**Trecho citado**

Assim sendo, a melhor exegese do dispositivo é aquela segundo a qual o objetivo da nova lei foi ampliar e não reduzir a possibilidade de antecipação de tutela, porquanto se fosse para manter o mesmo regime já existente, bastaria utilizar o artigo 273 do CPC.
E se o legislador entendeu por bem em produzir diploma específico para o idoso, isto significa que sua proteção sob o prisma processual é especial, vale dizer, vai além daquela prevista na legislação codificada.
Logo, devemos entender que nos caos de direitos previstos no Estatuto do Idoso, será aplicável a antecipação de tutela do CPC, mas que poderá ser invocado igualmente o pressuposto da relevância de fundamento, que poderá derrogar a necessidade de prova inequívoca prevista no artigo 273 do CPC, bastando ao magistrado concluir, em manifestação devidamente fundamentada, que os fatos narrados e as provas apresentadas, que não precisarão ser inequívocas (caso contrário não haveria necessidade de menção de outro fundamento), constituem substrato para concluir tratar-se de um fundamento relevante.
O parágrafo terceiro do mesmo artigo 83 estabelece a possibilidade de utilização das astreintes como mecanismo de coerção. O emprego das astreintes, há algum tempo admitidas expressamente em nosso direito positivo (7), significa um grande avanço na execução da obrigação de fazer e de não fazer, por implicar uma forma de contornar o dogma da incoercibilidade pessoal, de origem arraigada no liberalismo-iluminista e no positivismo jurídico do século XIX.
Mas seu emprego em vista do Estado demanda preocupação. Em outra oportunidade (8), já teci uma análise acerca da questão, ocasião em que conclui que a multa diária contra a Fazenda não é o melhor meio de coerção. Não é o caso aqui de reproduzir os argumentos lá expendidos em sua totalidade, mas se pode afirmar que em alguns casos, revertendo a multa diária a benefício da parte, poderá ocorrer que seja mais vantajoso para esta a inadimplência duradoura do que o imediato cumprimento da obrigação.
O não cumprimento imediato da obrigação de fornecimento de um medicamento de algumas dezenas de reais, estabelecido em decisão liminar, por exemplo, poderá ensejar para a parte um benefício de algumas centenas ou milhares de reais.

**Trechos de dados**

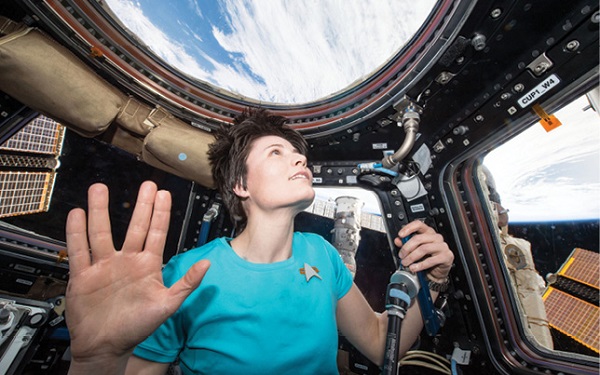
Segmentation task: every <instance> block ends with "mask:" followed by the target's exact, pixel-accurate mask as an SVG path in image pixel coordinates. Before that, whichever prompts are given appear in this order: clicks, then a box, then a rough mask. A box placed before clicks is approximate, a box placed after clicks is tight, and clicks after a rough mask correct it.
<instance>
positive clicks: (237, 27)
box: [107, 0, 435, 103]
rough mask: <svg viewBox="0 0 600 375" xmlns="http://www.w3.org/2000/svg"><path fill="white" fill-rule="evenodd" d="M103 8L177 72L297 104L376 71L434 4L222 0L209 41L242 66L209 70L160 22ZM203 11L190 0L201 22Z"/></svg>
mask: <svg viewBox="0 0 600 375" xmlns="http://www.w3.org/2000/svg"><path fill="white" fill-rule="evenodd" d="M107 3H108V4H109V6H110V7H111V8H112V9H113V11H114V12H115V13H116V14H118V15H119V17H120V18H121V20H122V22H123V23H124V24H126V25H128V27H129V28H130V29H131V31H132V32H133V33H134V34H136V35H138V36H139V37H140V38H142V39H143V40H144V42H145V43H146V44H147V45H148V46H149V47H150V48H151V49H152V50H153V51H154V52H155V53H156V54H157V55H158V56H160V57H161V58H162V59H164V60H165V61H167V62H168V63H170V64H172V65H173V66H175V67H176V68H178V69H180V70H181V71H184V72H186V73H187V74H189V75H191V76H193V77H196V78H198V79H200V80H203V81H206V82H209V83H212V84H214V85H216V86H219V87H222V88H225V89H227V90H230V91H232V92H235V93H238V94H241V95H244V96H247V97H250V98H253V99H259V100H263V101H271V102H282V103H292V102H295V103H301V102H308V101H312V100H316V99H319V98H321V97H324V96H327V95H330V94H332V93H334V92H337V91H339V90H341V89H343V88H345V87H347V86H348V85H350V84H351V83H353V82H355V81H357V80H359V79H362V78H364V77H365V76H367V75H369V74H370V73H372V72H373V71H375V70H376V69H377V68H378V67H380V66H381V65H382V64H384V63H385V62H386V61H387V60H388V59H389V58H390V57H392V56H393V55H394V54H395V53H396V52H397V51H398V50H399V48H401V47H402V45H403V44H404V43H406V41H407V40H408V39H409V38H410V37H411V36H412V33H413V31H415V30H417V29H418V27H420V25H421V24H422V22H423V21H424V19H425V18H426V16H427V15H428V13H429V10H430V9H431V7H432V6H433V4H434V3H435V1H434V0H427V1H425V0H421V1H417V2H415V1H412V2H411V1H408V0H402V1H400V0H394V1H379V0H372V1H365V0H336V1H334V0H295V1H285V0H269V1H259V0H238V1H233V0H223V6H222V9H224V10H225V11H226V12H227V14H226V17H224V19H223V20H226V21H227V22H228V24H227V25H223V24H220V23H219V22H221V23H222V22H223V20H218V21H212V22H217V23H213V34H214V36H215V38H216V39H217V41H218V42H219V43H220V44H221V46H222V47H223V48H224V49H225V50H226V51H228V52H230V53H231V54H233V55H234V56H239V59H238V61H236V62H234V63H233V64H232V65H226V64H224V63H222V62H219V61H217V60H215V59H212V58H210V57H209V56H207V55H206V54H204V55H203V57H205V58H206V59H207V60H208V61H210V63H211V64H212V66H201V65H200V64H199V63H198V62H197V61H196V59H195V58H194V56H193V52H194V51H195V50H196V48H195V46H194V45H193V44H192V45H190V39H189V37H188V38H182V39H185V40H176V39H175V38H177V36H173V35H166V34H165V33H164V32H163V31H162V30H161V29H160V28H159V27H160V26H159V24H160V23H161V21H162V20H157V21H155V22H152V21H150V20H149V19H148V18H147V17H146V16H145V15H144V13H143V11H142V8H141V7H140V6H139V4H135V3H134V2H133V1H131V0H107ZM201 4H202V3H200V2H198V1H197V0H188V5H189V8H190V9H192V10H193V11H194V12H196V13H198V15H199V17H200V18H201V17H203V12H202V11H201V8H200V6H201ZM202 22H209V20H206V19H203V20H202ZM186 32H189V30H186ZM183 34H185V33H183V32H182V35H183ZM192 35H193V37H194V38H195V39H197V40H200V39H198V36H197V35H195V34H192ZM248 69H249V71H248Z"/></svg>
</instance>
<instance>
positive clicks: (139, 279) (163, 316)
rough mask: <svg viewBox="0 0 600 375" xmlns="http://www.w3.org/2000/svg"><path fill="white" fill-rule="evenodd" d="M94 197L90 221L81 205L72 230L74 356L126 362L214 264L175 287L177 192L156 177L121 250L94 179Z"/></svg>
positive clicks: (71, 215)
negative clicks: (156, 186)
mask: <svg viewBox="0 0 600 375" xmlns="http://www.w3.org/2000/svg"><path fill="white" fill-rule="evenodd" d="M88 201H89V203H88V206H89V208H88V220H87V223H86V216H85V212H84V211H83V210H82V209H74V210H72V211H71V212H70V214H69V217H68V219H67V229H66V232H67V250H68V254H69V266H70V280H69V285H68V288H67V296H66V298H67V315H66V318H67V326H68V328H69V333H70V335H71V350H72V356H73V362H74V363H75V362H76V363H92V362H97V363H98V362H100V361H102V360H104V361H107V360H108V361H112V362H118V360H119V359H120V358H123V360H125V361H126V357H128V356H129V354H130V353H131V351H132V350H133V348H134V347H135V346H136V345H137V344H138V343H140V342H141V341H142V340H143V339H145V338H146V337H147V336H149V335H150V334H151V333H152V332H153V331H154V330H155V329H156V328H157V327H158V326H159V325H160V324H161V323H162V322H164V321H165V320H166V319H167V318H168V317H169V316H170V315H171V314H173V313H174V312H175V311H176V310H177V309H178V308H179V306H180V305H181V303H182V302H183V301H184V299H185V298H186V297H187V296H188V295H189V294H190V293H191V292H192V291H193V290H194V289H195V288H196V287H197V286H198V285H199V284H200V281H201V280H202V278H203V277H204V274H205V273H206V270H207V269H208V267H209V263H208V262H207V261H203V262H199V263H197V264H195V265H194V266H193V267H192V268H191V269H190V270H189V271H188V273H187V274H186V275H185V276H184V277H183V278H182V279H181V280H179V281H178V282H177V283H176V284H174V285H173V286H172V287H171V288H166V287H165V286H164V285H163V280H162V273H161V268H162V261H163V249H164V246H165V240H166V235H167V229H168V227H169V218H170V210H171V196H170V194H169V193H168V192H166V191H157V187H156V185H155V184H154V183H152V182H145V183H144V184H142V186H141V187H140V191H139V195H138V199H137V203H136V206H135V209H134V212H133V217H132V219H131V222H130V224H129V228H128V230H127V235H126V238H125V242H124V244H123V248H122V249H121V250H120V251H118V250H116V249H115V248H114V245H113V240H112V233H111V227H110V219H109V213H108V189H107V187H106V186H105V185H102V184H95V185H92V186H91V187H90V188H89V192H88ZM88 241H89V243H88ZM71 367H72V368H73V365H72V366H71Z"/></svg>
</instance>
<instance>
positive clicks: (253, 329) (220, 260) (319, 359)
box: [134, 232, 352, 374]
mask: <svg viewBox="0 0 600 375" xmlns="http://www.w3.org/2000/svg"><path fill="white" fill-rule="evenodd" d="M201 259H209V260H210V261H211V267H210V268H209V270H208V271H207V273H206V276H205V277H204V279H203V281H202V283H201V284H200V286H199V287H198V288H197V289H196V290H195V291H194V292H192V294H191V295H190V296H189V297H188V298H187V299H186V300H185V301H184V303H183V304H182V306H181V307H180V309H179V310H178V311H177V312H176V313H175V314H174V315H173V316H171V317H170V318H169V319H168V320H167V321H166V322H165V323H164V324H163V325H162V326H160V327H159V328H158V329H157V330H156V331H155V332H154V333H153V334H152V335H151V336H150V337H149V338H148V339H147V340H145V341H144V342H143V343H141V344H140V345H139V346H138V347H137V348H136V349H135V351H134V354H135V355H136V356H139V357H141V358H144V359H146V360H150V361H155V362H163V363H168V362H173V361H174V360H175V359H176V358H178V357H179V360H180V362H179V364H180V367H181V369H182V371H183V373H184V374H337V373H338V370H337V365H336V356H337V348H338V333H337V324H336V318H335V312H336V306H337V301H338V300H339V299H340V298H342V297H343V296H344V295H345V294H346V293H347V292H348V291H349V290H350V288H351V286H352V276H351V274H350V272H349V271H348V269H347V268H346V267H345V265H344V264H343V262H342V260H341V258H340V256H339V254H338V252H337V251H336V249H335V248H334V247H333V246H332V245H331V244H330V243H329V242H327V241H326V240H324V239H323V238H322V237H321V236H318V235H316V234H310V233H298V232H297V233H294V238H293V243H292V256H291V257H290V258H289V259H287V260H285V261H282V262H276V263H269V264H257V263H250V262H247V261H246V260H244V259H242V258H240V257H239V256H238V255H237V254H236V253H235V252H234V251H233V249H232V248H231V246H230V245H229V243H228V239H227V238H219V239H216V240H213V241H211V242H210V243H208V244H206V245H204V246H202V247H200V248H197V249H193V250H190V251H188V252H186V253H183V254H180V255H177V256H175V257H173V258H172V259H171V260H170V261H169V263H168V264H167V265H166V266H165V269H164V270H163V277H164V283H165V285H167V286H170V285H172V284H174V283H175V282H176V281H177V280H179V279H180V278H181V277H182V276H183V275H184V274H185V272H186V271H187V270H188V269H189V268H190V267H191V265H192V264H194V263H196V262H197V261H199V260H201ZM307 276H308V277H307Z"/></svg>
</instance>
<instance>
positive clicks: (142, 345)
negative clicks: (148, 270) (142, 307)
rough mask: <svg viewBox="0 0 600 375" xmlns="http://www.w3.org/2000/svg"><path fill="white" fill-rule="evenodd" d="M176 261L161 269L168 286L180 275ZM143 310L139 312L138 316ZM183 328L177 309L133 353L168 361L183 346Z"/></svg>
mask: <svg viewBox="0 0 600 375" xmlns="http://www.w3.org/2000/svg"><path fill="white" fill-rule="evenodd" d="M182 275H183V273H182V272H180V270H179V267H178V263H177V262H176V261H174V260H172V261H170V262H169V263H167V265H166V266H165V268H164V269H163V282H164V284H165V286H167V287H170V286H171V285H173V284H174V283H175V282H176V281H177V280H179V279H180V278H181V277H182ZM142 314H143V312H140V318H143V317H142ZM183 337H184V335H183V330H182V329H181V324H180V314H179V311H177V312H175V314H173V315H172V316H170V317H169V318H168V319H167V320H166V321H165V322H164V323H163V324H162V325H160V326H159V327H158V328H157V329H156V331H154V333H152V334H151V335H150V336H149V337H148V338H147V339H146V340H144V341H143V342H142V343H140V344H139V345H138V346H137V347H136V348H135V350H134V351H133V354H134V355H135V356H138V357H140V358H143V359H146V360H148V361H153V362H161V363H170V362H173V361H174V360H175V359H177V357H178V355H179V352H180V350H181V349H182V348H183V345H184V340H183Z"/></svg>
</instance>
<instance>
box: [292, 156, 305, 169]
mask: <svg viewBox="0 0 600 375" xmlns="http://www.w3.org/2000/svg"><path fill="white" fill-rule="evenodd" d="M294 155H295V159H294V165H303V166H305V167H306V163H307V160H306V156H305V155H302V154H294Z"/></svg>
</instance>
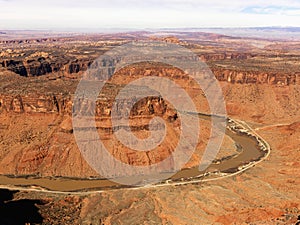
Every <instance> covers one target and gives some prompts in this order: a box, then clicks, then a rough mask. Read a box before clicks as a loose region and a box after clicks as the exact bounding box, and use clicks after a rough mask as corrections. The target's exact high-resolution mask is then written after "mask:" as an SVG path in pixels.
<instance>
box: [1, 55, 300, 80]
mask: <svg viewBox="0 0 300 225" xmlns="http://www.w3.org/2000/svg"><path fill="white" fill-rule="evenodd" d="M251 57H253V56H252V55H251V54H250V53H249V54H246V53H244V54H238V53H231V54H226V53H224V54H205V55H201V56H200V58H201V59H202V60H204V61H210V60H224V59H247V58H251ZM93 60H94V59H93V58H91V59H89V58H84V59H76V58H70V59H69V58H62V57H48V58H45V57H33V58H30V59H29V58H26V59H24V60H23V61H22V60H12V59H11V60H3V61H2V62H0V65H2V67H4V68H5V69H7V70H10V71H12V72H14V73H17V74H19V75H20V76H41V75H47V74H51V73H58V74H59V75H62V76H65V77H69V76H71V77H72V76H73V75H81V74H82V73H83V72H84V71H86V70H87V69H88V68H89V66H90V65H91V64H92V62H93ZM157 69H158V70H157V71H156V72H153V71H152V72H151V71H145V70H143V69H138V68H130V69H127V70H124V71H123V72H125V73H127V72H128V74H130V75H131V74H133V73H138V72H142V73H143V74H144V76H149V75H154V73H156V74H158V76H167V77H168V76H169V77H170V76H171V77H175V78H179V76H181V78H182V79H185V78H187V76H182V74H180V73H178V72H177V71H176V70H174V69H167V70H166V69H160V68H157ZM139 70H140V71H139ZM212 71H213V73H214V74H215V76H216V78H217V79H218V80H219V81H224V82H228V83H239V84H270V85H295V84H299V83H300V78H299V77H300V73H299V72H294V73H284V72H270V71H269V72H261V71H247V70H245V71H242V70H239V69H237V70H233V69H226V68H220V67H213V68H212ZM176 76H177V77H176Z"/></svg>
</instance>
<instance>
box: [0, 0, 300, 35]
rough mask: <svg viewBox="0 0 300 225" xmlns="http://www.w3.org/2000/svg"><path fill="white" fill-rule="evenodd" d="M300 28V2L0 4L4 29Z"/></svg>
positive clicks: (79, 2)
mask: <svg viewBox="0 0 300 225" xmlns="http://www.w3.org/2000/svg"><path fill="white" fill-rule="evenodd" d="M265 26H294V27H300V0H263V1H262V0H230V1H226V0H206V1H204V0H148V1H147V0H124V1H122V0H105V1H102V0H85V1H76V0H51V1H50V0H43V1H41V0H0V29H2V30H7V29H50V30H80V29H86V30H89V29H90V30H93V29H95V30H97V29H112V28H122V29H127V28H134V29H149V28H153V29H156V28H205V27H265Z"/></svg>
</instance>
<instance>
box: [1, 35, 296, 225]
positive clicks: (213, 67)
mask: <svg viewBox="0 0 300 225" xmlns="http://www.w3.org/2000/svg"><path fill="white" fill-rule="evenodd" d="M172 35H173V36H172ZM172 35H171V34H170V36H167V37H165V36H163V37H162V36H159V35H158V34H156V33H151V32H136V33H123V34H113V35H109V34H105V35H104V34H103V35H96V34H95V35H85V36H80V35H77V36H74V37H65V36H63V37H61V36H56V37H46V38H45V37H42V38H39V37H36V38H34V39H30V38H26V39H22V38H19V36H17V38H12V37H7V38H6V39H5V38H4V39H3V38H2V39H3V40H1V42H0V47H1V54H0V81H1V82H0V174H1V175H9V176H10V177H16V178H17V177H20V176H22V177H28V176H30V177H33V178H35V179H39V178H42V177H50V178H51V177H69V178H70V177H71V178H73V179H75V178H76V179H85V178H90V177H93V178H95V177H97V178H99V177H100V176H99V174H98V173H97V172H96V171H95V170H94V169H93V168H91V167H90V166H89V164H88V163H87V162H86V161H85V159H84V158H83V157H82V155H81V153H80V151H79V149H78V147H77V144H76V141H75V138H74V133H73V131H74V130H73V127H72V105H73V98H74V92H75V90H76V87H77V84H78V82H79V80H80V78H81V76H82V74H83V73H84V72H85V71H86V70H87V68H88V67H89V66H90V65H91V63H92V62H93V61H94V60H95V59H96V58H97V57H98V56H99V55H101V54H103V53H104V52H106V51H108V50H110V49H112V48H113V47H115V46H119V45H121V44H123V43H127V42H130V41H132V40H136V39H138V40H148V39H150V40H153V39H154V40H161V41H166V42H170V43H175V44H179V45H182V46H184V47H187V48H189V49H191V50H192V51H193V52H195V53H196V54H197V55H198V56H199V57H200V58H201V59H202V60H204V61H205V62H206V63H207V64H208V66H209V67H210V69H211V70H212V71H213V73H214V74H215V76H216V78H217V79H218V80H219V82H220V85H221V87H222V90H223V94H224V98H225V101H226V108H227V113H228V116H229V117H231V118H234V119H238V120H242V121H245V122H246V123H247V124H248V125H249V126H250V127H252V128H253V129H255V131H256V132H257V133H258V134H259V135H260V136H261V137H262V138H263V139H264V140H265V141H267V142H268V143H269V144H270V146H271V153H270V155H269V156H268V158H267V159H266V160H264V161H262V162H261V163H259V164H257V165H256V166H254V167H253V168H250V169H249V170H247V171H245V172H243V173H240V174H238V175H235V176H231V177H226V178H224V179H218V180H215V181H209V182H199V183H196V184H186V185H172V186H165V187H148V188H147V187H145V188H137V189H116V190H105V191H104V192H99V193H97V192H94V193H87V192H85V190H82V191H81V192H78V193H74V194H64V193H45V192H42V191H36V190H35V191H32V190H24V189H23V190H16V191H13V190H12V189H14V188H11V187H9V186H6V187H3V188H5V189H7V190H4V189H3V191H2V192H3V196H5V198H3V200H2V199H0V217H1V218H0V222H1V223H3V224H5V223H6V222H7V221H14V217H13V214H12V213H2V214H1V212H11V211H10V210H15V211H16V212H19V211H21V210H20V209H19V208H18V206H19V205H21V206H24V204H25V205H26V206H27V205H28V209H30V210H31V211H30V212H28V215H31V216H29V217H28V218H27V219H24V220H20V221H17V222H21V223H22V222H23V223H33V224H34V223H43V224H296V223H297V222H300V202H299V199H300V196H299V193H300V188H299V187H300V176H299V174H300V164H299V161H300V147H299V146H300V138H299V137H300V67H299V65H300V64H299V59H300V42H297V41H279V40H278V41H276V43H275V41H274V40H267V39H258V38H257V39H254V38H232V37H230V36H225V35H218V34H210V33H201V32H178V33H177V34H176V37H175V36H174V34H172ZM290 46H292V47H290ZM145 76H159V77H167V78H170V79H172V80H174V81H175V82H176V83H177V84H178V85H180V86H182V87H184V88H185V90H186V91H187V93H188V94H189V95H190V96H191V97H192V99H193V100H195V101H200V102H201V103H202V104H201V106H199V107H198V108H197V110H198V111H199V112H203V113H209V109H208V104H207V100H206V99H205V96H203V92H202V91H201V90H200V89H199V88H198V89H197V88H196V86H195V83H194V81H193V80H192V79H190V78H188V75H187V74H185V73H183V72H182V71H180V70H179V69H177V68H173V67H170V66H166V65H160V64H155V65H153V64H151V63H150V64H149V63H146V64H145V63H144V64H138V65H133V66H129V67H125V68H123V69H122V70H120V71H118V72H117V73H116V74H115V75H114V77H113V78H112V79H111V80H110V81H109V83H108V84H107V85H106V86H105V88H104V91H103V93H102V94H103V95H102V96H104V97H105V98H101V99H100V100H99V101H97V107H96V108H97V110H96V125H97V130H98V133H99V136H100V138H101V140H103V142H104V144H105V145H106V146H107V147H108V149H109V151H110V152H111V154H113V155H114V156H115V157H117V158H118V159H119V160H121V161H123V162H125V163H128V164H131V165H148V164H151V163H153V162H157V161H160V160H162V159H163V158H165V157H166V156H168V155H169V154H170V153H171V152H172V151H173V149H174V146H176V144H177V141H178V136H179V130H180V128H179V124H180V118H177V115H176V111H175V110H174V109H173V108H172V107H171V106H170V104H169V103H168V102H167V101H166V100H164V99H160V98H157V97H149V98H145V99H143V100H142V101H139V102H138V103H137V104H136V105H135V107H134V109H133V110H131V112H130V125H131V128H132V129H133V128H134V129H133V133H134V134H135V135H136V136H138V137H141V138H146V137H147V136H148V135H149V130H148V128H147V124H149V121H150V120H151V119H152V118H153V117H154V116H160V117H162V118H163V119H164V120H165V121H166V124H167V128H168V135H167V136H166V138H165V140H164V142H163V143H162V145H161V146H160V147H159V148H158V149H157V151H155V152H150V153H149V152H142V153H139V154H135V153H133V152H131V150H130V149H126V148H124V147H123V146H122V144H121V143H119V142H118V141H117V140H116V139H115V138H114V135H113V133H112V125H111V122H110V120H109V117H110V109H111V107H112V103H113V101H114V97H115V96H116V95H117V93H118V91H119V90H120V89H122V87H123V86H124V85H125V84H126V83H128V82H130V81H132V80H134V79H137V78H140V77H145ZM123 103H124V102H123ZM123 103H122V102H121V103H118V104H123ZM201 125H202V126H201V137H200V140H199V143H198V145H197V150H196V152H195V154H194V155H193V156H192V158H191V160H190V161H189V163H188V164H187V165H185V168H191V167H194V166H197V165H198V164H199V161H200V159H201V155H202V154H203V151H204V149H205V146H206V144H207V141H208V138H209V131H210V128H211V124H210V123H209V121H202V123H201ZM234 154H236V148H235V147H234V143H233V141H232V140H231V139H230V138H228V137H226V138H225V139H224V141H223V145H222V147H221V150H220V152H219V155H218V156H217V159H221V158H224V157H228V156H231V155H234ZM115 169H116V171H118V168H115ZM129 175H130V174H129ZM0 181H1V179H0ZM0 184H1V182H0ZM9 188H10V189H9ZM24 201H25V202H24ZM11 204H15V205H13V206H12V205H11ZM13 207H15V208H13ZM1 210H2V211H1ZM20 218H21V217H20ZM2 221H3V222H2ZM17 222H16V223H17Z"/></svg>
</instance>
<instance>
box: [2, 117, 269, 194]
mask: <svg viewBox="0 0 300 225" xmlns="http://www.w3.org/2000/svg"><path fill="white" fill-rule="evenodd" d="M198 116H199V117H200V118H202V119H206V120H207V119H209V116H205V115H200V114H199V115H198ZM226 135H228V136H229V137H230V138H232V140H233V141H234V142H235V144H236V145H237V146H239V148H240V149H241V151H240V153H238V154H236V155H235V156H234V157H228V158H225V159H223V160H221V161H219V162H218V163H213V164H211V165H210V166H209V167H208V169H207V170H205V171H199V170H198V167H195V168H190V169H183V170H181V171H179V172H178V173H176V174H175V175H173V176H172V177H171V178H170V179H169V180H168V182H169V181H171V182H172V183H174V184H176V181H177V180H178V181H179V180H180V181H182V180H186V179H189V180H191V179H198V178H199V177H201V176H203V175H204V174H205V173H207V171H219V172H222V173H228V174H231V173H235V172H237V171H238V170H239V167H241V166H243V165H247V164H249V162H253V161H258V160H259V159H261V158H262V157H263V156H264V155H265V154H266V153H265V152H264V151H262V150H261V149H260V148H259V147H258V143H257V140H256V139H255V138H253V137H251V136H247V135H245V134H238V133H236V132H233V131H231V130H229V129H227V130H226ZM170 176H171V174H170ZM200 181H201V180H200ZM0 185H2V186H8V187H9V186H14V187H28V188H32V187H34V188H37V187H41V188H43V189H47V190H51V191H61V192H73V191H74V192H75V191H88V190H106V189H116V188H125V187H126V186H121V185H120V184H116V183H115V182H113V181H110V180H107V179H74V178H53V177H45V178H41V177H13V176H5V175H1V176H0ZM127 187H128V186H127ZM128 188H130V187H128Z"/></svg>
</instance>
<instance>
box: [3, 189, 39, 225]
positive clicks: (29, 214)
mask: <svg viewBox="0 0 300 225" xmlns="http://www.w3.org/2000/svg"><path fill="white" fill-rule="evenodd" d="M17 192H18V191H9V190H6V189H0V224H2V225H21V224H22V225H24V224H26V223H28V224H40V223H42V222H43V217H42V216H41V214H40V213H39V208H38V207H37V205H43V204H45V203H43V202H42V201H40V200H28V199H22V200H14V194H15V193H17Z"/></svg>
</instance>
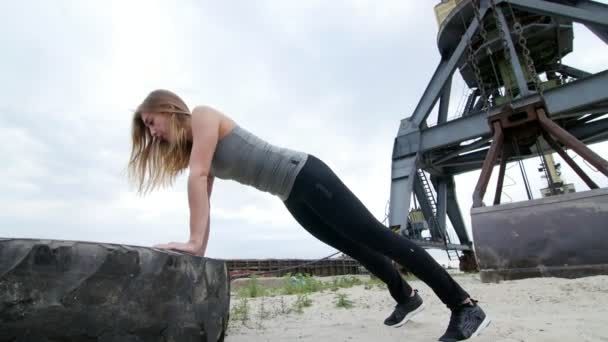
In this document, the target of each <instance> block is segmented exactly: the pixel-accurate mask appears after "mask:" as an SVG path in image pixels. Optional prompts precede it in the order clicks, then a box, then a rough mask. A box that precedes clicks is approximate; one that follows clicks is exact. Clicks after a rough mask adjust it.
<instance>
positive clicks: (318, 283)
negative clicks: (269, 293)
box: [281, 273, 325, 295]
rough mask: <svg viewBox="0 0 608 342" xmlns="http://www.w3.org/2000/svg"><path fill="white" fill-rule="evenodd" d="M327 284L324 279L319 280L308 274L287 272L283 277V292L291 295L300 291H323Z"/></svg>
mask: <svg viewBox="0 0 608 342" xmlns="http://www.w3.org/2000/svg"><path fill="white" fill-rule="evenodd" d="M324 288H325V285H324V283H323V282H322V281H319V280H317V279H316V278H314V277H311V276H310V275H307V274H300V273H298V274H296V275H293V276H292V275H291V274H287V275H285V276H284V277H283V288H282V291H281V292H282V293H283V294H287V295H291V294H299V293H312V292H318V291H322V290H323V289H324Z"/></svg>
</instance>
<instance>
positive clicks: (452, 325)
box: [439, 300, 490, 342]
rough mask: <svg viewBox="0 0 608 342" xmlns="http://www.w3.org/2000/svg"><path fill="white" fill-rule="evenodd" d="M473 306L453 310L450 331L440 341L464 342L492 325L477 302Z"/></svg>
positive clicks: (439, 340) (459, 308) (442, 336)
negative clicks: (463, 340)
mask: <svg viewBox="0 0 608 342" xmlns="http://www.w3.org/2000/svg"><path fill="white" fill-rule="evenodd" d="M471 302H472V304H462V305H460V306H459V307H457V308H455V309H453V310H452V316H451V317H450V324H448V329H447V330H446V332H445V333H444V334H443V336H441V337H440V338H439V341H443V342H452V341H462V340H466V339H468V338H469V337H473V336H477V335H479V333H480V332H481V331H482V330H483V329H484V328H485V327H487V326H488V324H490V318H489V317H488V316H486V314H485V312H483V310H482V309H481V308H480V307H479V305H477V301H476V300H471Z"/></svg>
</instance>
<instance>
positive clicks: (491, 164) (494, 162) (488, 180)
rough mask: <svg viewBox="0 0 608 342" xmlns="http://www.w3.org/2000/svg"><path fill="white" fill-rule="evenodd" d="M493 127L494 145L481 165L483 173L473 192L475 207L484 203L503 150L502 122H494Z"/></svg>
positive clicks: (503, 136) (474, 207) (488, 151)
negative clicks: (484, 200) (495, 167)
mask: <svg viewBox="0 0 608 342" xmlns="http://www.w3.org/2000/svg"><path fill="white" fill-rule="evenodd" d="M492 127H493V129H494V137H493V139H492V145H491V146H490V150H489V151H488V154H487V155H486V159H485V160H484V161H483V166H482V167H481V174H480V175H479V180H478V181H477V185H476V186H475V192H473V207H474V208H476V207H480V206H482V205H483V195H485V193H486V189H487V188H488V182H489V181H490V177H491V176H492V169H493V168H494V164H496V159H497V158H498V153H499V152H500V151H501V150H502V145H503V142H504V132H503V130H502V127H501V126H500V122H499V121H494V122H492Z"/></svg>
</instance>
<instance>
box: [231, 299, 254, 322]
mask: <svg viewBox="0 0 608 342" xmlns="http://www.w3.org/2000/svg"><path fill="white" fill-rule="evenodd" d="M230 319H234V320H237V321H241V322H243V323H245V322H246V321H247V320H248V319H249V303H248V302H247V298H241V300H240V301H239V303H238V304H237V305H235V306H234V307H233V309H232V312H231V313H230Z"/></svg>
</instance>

**Tarefas a cumprir**
(a) Por favor, reescreva de forma mais concisa o parágrafo do trecho sobre o Estatuto do Idoso que começa com "O parágrafo terceiro do mesmo artigo 83", preservando seus fatos principais.
(b) De acordo com o trecho sobre o Estatuto do Idoso, que dispositivo bastaria utilizar se a intenção fosse manter o regime já existente?
(c) Prossiga o trecho sobre o Estatuto do Idoso a partir do ponto em que ele termina.
A listagem não tem relação com o trecho sobre o Estatuto do Idoso.

**Respostas por item**
(a) O § 3º do artigo 83 permite usar as astreintes como mecanismo de coerção. Admitidas expressamente no direito positivo há algum tempo, elas representam um grande avanço na execução das obrigações de fazer e de não fazer. Isso ocorre porque contornam o dogma da incoercibilidade pessoal, enraizado no liberalismo-iluminista e no positivismo jurídico do século XIX.

(b) O artigo 273 do CPC.

(c)
Ora, é inadmissível que ocorra uma tal subversão no sistema, onde a parte ingressa em juízo postulando o cumprimento de uma obrigação e, no entanto, tem uma resposta melhor às suas necessidade exatamente no atraso, na mora no cumprimento desta mesma obrigação.
A eventual canalização dos recursos provenientes de multas para fundos, como o previsto no artigo 84, caput, da Lei nº 10.741/03 na prática teria por conseqüência a ocorrência de uma das situações que é comumente invocada como fundamento para se denegar o bloqueio de valores como meio de execução de obrigações de fazer contra a Fazenda Pública, qual seja a transferência orçamentária sem previsão legal, ou a destinação específica de valores para caso individualizado, com violação do mérito administrativo e ingerência entre poderes, em afronta ao artigo 2º da CF/88.
Deve o magistrado, em vista destas ponderações, atentar para a melhor forma de coerção, sendo de lembrar que no caso acima referido, relativo a medicamentos, o bloqueio de valores teria o mérito de limitar-se ao exato valor da medicação, ao passo que a multa diária poderia ter, ao fim, valor elevado e ainda ter por corolário uma demora ainda maior na satisfação da obrigação.
Estabelece o artigo 86 que nas ações relativas ao capítulo (capítulo III), não haverá adiantamento de custas e o Ministério Público está isento de sucumbência.
Há julgados que preconizam a possibilidade de fixação de honorários em vista da sucumbência do órgão ministerial em ação civil pública, em especial se houvesse má-fé, arcando com a verba o Estado (9).
Esta distinção, no entanto, não é feita na nova lei, ao contrário do que ocorre com o artigo 18 da Lei nº 7.437/85. Daí se inferir que a impossibilidade de condenação em honorários é absoluta para o Ministério Público.
Ainda no campo processual, foi prevista a priorização do trâmite dos feitos (artigo 71) e a necessária intervenção ministerial nos feitos relativos a direitos previsto no estatuto (artigo 75).
Esta última hipótese de intervenção carece de interpretação restritiva.